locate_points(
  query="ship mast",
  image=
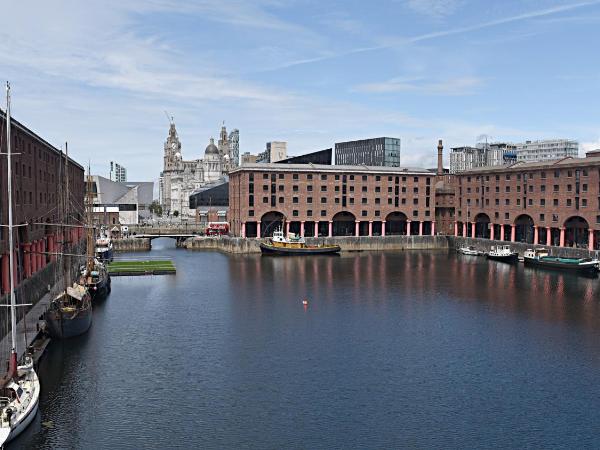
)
(90, 230)
(12, 368)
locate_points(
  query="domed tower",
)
(172, 164)
(171, 149)
(212, 162)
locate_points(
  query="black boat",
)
(540, 258)
(70, 314)
(503, 253)
(270, 249)
(97, 280)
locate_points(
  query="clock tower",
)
(172, 163)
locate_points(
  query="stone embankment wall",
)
(132, 245)
(350, 243)
(485, 244)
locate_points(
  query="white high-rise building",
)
(545, 150)
(274, 151)
(234, 148)
(118, 173)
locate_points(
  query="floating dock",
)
(121, 268)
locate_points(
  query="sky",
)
(102, 74)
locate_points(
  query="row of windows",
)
(569, 202)
(364, 213)
(542, 217)
(309, 188)
(530, 176)
(309, 200)
(324, 177)
(556, 188)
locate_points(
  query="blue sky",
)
(100, 74)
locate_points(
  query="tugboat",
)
(503, 253)
(104, 250)
(70, 313)
(294, 245)
(470, 250)
(96, 279)
(540, 258)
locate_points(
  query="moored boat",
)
(97, 280)
(470, 250)
(104, 249)
(294, 245)
(540, 258)
(70, 313)
(20, 387)
(502, 253)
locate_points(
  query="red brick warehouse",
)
(37, 171)
(550, 203)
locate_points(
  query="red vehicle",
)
(217, 228)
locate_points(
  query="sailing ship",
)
(540, 258)
(104, 248)
(503, 253)
(293, 244)
(94, 275)
(70, 312)
(20, 387)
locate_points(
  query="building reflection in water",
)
(377, 278)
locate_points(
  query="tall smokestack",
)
(440, 153)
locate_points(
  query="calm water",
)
(394, 350)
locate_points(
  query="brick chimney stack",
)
(440, 153)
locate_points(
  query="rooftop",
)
(520, 166)
(274, 167)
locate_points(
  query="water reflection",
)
(378, 278)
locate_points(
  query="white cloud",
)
(434, 8)
(454, 86)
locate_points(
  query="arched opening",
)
(482, 226)
(524, 229)
(497, 231)
(344, 224)
(427, 228)
(269, 222)
(395, 224)
(576, 232)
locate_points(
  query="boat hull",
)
(8, 434)
(588, 269)
(101, 290)
(105, 256)
(513, 258)
(268, 249)
(63, 325)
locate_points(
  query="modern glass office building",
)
(383, 151)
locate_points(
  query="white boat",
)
(503, 253)
(104, 249)
(470, 250)
(20, 387)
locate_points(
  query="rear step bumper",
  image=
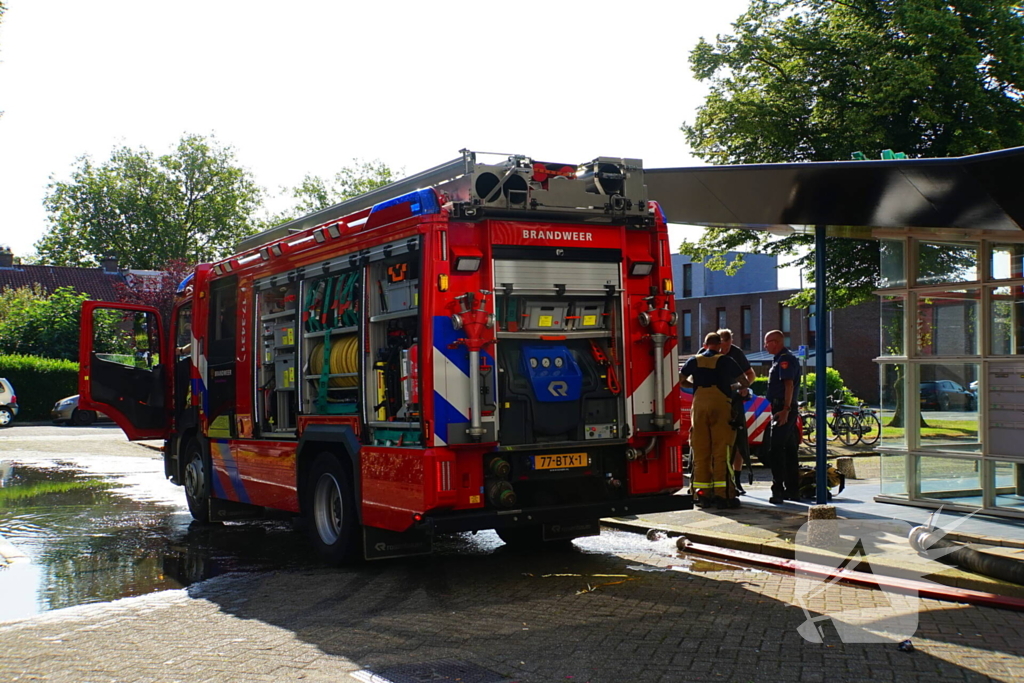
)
(449, 522)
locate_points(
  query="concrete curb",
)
(787, 550)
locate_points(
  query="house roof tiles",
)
(97, 283)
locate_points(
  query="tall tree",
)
(193, 204)
(817, 80)
(315, 193)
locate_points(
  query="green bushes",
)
(835, 384)
(39, 383)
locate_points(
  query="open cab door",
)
(122, 367)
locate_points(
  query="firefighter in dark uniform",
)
(741, 452)
(712, 435)
(782, 380)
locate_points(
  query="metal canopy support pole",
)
(820, 356)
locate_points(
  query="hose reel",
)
(344, 358)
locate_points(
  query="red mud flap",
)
(475, 520)
(922, 589)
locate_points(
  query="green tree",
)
(315, 193)
(33, 323)
(193, 204)
(817, 80)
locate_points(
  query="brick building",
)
(97, 283)
(753, 312)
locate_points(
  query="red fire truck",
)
(477, 346)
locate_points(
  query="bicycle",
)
(868, 425)
(844, 423)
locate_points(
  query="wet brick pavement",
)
(503, 611)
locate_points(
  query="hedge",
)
(38, 383)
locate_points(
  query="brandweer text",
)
(557, 235)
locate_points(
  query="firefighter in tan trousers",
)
(712, 375)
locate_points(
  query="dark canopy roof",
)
(977, 193)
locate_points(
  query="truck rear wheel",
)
(198, 481)
(331, 510)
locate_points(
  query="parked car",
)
(946, 395)
(67, 412)
(8, 403)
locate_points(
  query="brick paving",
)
(506, 612)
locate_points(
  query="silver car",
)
(8, 403)
(66, 412)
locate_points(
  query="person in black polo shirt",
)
(712, 436)
(741, 453)
(782, 380)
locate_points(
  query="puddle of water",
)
(114, 527)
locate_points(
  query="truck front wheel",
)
(331, 510)
(198, 483)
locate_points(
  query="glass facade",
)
(951, 374)
(1006, 315)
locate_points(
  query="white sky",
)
(305, 86)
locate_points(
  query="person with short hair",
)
(782, 380)
(712, 435)
(741, 453)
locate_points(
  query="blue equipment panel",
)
(553, 373)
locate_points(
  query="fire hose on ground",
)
(929, 542)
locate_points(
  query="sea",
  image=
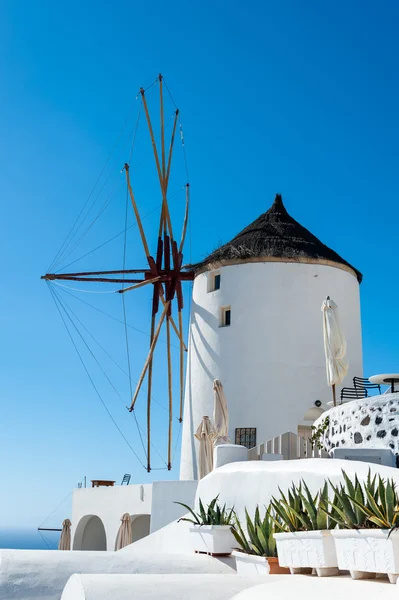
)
(28, 539)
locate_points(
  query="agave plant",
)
(300, 511)
(259, 539)
(373, 504)
(213, 515)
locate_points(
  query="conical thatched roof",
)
(275, 234)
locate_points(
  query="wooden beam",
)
(136, 212)
(172, 140)
(172, 321)
(87, 273)
(170, 394)
(165, 210)
(138, 285)
(184, 231)
(181, 365)
(149, 393)
(147, 362)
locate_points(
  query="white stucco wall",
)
(42, 574)
(158, 587)
(108, 504)
(271, 358)
(96, 512)
(245, 485)
(165, 494)
(328, 588)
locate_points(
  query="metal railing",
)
(289, 445)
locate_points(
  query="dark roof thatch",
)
(275, 234)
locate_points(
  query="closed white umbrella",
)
(205, 435)
(125, 535)
(334, 345)
(220, 415)
(65, 537)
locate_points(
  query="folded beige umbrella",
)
(205, 435)
(65, 537)
(220, 415)
(125, 534)
(334, 345)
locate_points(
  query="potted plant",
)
(211, 528)
(306, 543)
(367, 538)
(257, 554)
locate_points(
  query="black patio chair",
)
(361, 382)
(353, 393)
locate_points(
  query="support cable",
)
(91, 379)
(125, 321)
(105, 313)
(91, 193)
(119, 367)
(140, 429)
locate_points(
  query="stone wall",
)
(367, 423)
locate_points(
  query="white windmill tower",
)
(256, 326)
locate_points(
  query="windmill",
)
(165, 272)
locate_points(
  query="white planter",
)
(308, 549)
(212, 539)
(365, 552)
(250, 564)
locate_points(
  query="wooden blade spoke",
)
(149, 392)
(151, 352)
(170, 394)
(135, 287)
(172, 321)
(181, 365)
(136, 212)
(184, 231)
(165, 216)
(172, 140)
(162, 126)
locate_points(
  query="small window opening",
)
(225, 316)
(214, 282)
(246, 436)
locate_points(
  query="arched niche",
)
(90, 534)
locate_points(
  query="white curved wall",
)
(271, 358)
(156, 587)
(42, 574)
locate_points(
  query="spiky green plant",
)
(259, 539)
(214, 514)
(372, 504)
(300, 511)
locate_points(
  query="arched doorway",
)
(140, 526)
(90, 534)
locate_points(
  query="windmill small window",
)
(225, 316)
(246, 436)
(214, 282)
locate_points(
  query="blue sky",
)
(277, 96)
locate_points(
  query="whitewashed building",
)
(256, 325)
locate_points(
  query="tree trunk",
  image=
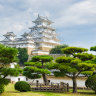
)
(74, 85)
(45, 80)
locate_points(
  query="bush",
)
(22, 86)
(1, 88)
(91, 82)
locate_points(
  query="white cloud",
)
(77, 14)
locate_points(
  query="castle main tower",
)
(44, 36)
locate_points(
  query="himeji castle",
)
(38, 41)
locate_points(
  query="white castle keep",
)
(41, 38)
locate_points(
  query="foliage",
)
(57, 49)
(91, 82)
(23, 55)
(93, 48)
(7, 55)
(1, 88)
(37, 66)
(74, 65)
(84, 56)
(22, 86)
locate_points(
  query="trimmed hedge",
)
(22, 86)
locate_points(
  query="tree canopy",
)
(7, 56)
(74, 65)
(22, 55)
(57, 49)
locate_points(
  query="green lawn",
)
(10, 91)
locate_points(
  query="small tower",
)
(27, 36)
(9, 36)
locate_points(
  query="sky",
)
(74, 20)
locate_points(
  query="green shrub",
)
(22, 86)
(91, 82)
(1, 88)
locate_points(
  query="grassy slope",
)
(10, 91)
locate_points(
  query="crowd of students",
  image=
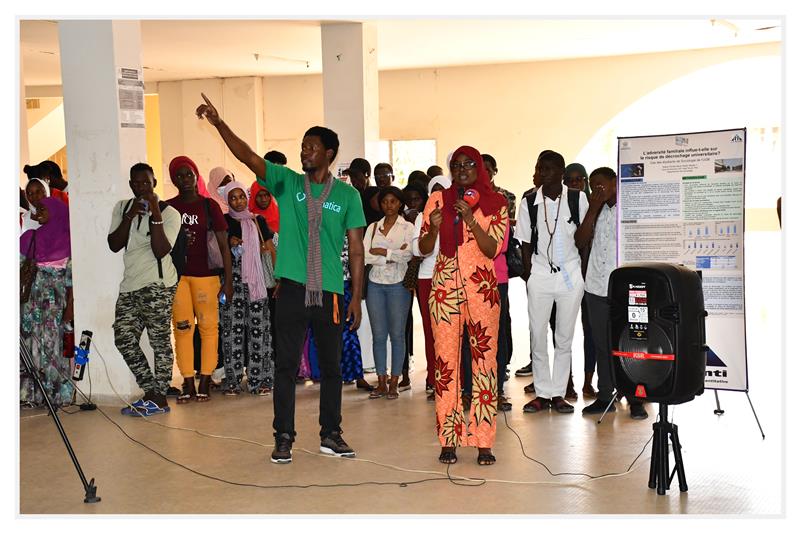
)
(274, 279)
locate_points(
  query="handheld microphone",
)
(472, 197)
(460, 197)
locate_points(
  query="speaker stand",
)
(660, 476)
(613, 399)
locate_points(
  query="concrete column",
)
(24, 154)
(100, 152)
(350, 88)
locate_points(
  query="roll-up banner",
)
(681, 200)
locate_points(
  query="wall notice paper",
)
(130, 85)
(681, 200)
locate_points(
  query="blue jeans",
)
(387, 305)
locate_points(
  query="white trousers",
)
(543, 291)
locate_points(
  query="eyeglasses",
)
(466, 165)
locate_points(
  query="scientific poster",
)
(681, 200)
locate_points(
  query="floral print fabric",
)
(464, 294)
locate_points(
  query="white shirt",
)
(429, 261)
(562, 251)
(141, 266)
(603, 258)
(392, 267)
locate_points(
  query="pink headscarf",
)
(183, 161)
(252, 268)
(215, 177)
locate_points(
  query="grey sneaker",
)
(334, 444)
(526, 370)
(282, 453)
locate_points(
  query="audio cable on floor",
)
(444, 476)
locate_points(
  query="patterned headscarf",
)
(490, 203)
(252, 268)
(271, 214)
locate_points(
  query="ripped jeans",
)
(196, 297)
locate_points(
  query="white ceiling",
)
(194, 49)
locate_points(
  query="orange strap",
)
(336, 318)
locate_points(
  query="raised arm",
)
(238, 147)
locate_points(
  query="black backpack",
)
(514, 258)
(573, 197)
(178, 251)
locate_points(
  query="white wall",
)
(47, 136)
(239, 101)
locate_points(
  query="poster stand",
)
(680, 200)
(719, 411)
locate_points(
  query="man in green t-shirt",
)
(316, 211)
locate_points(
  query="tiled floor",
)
(730, 469)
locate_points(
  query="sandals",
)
(448, 456)
(188, 393)
(485, 457)
(536, 405)
(503, 404)
(362, 384)
(393, 394)
(380, 391)
(203, 389)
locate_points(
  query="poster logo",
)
(713, 360)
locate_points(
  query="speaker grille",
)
(652, 374)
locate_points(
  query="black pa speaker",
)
(658, 336)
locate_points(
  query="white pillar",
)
(350, 88)
(103, 142)
(24, 154)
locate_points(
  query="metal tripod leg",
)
(676, 451)
(747, 393)
(614, 399)
(718, 410)
(89, 487)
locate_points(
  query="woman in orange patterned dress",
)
(464, 294)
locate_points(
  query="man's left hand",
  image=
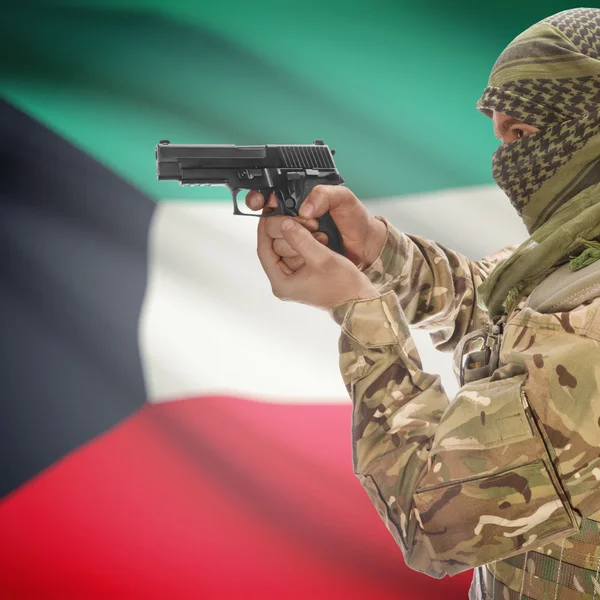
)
(326, 278)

● ● ●

● **EXERCISE PROMPT**: Tally the rows that contain the word "cable" and give only the number.

● **IN RESPONSE**: 2